▶ _Problem to work on_
Repeat each of the items below word for word, keeping every line unchanged.

(Collected data entries)
## begin

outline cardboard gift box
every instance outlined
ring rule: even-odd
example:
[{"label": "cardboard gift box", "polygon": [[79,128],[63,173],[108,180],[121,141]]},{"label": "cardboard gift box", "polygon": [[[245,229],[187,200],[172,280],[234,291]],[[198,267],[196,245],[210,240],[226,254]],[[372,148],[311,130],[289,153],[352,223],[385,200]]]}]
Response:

## end

▶ _Finished task_
outline cardboard gift box
every instance outlined
ring rule: even-odd
example:
[{"label": "cardboard gift box", "polygon": [[79,128],[63,173],[108,180],[121,141]]},{"label": "cardboard gift box", "polygon": [[[245,229],[187,200],[172,280],[234,291]],[[198,267],[196,245],[210,240],[226,254]],[[372,148],[311,130],[289,153],[352,223],[385,200]]]}]
Response:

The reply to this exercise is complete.